= Source passage =
• • •

However, there is little research on the variable fractional order model of viscoelastic pipes. In order to improve the accuracy and efficiency of dynamic analysis, this study not only takes the variable fractional order model as the constitutive model of viscoelastic infusion pipelines, but also needs a reliable technique to accurately solve the variable fractional equation. Moreover, the governing equation is a class of variable fractional order, which is a nonlinear piecewise function containing analytic functions, differential equations. In recent years, researchers have studied numerical methods for various fractional differential equations. Sene et al. [20] used a homotopy perturbation $\rho$-Laplace transform method to study fractional diffusion and diffusion–reaction equations. Baleanu et al. [21] solved the Helmholtz equation based on local fractional derivative operators. Malmir [22] applied a new fractional integration operational matrix of Chebyshev wavelets to solve fractional delay equations. A Bernstein polynomial numerical method for solving a class of variable fractional order linear cable equations [23] and variable order time fractional diffusion equations [24] was proposed. For nonlinear fractional differential equations, a Legendre wavelet method was proposed to solve a class of nonlinear fractional differential equations [25] with nonlinear variables. Chen et al. [26] studied the Bernstein polynomials of a class of fractional differential equations with nonlinear variables by using the polynomial method. However, there are few studies on the numerical solutions of variable fractional order, which is nonlinear piecewise function containing analytic functions differential equations.

For these reasons, the variable fractional order model and a new method need to be applied to these kinds of problems in order to improve the accuracy and diversity of the solutions. In order to solve this problem numerically, an algorithm is proposed in this paper. The algorithm is not only suitable for solving the governing equations of variable fractional order models with higher accuracy, but also for the dynamic analysis of viscoelastic pipelines as a high precision technique. More importantly, this study will improve the reliability of predicting viscoelastic behavior and dynamic characteristics of flow pipeline.

• • •

= Short exercise a =
Show each line of the records below that contains the string "windshield".

• • •

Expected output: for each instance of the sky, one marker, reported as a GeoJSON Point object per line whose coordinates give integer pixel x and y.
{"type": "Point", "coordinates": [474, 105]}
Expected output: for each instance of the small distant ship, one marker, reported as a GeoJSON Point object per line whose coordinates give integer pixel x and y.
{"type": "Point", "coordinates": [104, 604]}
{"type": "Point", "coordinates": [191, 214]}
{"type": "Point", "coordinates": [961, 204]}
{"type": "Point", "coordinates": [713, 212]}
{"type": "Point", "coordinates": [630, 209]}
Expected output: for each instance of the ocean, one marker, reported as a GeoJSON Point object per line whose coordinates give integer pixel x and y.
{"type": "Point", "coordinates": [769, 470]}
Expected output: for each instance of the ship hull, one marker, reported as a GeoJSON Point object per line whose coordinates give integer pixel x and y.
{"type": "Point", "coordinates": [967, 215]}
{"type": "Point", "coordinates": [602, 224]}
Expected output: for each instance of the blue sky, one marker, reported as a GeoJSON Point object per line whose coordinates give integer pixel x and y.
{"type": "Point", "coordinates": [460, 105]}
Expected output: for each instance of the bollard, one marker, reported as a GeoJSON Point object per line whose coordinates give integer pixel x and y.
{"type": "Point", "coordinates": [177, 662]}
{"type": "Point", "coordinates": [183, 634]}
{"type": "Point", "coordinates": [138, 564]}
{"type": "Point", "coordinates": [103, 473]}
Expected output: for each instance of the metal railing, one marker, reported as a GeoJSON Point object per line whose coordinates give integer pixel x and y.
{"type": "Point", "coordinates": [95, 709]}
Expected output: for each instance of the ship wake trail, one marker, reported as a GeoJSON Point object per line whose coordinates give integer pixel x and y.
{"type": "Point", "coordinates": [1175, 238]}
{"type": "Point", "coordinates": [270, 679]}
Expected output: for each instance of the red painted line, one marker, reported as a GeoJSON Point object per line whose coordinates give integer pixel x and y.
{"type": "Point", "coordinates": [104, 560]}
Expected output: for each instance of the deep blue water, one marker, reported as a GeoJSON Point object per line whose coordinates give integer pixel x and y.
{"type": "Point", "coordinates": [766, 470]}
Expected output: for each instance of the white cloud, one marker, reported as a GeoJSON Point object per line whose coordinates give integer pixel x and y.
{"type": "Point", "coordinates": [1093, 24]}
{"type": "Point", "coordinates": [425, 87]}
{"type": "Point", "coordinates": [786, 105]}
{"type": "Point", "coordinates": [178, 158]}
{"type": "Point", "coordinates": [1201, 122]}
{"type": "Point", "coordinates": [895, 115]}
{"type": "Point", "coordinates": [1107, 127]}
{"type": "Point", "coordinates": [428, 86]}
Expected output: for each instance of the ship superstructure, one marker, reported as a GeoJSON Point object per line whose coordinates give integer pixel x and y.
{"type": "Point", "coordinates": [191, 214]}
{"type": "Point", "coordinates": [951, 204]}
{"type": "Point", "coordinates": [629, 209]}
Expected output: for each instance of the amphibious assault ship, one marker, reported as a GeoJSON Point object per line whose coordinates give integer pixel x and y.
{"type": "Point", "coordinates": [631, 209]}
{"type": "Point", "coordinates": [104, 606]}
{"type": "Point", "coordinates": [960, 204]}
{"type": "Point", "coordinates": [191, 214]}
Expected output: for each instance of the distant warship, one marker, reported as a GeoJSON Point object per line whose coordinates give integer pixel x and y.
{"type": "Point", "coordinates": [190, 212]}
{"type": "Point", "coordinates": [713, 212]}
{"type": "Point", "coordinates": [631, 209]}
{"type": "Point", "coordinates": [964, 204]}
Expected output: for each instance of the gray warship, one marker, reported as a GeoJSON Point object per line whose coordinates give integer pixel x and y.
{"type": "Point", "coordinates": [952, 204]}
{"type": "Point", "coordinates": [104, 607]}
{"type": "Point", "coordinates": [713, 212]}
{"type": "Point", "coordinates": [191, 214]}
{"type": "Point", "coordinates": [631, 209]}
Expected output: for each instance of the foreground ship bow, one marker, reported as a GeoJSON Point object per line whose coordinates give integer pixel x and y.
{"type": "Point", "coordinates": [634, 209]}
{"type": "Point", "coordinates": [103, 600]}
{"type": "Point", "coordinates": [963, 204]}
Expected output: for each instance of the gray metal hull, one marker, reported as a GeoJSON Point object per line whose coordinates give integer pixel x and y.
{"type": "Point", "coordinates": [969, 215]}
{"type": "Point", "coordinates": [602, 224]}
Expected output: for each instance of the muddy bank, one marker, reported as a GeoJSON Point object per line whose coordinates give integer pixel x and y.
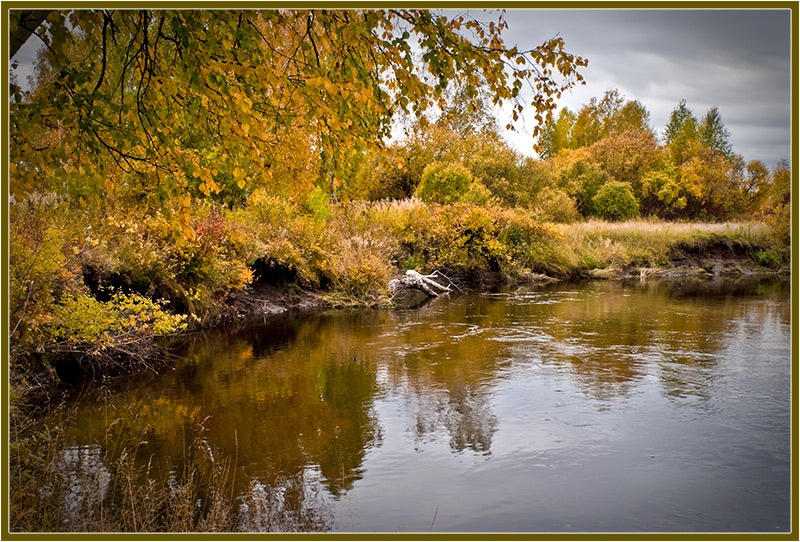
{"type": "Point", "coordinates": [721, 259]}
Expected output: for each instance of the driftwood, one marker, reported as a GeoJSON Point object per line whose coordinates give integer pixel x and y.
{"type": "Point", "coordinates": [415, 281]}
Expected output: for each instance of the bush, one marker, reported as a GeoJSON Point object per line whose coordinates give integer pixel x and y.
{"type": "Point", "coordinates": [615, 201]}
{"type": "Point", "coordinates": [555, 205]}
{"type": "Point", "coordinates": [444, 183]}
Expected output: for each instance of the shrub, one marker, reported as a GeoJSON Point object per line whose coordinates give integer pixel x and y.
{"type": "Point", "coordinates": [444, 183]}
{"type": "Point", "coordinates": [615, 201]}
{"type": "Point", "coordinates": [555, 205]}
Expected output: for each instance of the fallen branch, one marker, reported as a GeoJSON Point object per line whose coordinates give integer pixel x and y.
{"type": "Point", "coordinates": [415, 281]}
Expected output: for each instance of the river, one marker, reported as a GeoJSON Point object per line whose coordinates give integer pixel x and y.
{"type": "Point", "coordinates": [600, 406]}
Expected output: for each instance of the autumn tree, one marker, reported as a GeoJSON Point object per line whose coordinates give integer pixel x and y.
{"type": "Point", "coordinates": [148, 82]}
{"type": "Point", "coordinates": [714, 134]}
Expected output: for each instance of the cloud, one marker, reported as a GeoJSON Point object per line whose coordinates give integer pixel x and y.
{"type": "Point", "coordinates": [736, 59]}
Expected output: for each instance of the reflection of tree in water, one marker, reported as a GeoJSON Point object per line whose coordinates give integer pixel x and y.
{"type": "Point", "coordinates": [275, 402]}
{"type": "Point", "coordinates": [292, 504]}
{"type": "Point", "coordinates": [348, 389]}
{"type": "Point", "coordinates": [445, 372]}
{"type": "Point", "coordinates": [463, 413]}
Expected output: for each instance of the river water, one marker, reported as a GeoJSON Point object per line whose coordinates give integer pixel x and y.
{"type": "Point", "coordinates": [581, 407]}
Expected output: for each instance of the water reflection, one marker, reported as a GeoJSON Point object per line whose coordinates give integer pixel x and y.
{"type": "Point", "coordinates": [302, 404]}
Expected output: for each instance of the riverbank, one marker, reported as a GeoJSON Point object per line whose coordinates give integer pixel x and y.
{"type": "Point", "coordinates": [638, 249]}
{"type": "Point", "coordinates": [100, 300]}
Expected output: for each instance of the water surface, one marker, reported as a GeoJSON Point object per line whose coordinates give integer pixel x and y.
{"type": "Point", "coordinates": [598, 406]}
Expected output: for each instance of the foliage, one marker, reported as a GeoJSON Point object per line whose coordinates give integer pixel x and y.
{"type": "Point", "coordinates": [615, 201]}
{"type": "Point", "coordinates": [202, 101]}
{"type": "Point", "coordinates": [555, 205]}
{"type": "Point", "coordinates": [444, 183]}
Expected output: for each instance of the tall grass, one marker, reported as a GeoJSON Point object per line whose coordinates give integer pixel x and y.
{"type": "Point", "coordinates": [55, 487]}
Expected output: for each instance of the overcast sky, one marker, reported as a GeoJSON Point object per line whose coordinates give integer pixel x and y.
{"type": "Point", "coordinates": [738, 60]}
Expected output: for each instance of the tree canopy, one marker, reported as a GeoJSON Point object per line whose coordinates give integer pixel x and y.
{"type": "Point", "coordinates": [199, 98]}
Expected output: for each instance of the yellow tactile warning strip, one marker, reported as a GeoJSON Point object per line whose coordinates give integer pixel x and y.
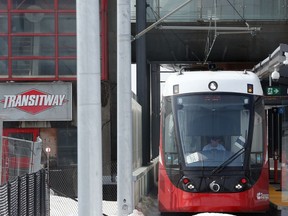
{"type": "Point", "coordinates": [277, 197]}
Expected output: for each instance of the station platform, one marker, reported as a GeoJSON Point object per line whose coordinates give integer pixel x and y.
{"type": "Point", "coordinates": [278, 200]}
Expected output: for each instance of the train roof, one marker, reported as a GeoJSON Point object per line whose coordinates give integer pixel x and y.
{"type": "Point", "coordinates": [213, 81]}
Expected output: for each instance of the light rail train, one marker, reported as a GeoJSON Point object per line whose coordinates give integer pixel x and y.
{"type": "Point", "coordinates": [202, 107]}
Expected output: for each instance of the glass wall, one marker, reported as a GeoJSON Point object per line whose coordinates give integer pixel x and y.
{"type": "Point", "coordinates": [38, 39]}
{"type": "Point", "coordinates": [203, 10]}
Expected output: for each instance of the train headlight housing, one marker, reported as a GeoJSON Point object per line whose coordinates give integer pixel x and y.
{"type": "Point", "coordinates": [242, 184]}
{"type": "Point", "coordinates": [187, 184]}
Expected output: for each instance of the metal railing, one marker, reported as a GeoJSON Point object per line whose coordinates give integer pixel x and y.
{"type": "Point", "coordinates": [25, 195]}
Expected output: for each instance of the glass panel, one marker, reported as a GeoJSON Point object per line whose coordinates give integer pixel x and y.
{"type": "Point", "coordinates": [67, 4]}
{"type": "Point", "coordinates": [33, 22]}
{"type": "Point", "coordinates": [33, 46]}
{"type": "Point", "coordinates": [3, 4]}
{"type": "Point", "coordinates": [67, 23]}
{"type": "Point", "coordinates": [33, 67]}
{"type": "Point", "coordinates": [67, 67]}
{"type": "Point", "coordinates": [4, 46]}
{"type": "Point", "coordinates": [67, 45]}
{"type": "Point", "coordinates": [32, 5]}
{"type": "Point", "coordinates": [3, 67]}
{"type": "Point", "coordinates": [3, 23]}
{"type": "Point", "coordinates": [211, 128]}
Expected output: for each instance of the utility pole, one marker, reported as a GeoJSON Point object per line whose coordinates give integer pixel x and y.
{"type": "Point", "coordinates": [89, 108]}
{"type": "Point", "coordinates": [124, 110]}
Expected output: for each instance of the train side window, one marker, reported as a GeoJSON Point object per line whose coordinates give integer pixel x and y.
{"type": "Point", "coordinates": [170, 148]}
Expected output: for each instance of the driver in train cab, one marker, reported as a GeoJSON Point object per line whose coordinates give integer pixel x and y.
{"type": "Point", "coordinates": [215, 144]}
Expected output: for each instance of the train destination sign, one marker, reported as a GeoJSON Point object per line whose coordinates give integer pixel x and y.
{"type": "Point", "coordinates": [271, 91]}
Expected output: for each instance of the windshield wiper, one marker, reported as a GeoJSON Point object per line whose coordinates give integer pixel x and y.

• • •

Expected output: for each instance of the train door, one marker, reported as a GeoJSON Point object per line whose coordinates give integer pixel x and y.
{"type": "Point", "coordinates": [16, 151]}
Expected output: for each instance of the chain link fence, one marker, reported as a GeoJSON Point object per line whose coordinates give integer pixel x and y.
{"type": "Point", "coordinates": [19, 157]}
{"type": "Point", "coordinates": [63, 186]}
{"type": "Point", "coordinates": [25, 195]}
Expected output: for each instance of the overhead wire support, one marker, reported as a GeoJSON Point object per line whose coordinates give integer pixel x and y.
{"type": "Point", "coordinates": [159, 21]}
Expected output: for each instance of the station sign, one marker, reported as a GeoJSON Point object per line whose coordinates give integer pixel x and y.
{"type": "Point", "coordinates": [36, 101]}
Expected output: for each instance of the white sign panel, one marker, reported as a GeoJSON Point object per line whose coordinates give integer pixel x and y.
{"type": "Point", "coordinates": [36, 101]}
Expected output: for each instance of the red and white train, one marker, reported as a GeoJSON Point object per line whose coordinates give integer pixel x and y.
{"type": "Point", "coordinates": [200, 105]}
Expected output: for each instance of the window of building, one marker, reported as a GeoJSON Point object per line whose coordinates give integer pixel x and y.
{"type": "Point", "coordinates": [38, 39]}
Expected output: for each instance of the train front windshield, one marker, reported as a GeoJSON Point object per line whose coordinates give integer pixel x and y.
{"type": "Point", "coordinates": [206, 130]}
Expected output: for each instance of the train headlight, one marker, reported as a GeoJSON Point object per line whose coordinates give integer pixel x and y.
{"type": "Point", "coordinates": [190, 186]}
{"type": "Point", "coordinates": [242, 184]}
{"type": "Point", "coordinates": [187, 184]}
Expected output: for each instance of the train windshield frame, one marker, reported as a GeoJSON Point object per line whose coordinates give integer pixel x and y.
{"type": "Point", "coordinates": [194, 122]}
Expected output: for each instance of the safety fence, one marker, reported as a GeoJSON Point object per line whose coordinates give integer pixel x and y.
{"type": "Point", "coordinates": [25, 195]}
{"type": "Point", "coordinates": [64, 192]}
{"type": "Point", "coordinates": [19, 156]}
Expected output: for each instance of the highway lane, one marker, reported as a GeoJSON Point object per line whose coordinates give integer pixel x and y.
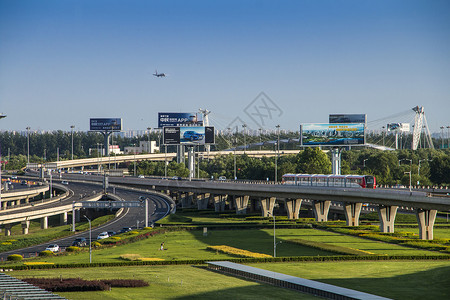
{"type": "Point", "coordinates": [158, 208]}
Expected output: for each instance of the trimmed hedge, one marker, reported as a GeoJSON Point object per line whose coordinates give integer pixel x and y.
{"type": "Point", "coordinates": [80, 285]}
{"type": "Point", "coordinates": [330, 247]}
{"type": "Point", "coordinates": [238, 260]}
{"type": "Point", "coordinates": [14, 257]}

• • •

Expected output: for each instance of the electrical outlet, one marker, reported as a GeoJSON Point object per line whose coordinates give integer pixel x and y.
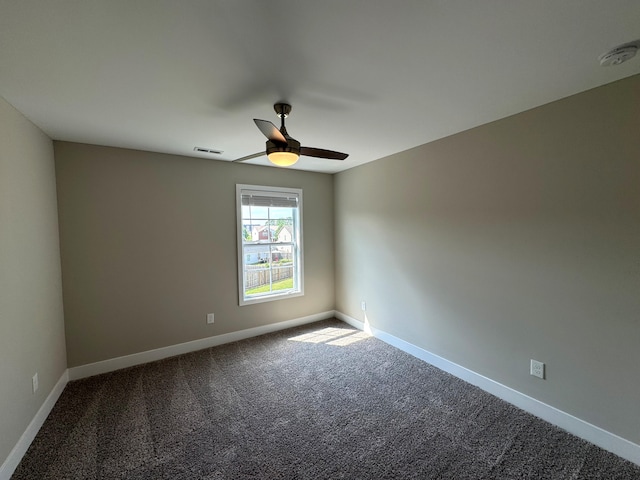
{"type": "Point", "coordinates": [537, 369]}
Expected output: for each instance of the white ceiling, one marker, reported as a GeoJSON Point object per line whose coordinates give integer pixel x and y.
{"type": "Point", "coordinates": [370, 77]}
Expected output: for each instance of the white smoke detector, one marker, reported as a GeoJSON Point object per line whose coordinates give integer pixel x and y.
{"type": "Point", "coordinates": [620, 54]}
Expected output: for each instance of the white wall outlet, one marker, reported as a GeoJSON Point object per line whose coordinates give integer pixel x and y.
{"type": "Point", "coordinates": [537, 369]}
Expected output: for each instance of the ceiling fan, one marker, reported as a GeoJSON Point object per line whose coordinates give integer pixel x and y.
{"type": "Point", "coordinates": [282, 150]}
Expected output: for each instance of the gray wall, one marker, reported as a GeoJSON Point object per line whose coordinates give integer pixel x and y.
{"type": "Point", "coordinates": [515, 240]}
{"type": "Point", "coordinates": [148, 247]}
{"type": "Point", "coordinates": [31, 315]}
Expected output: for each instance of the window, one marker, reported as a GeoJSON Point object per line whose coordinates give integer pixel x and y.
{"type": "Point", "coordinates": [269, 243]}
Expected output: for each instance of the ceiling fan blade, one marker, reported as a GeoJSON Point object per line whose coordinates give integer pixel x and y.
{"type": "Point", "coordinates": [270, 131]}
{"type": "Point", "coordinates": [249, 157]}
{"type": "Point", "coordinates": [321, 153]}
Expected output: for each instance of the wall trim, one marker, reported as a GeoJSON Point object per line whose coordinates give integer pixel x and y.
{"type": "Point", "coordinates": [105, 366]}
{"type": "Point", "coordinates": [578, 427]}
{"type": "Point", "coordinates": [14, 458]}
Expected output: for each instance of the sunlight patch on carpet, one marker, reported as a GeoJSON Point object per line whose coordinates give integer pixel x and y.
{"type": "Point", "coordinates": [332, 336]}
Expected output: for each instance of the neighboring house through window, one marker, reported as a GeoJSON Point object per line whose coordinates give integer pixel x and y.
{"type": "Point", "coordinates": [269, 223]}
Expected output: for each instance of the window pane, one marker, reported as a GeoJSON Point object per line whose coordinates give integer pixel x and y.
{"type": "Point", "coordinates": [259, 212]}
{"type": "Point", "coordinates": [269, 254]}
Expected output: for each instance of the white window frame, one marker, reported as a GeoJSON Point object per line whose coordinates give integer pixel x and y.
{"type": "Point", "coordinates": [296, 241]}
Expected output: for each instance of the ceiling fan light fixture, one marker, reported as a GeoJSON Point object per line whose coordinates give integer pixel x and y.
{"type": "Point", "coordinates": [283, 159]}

• • •

= Short exercise b =
According to the passage on viscoelastic pipes above, what did Malmir apply to solve fractional delay equations?

= Task result a =
Expected output: for each instance of the windshield wiper, one marker, reported as a GeoJSON Point object per line whose coordinates give integer pixel x and y.
Expected output: for each instance of the train front windshield, one marker, reported as a GeoJSON Point object per line whose coordinates give integer pixel x and y.
Expected output: for each instance of the train windshield frame, one marker, reported as a GeoJSON Point object per line whose coordinates give integer pixel x and y.

= Task result b =
A new fractional integration operational matrix of Chebyshev wavelets.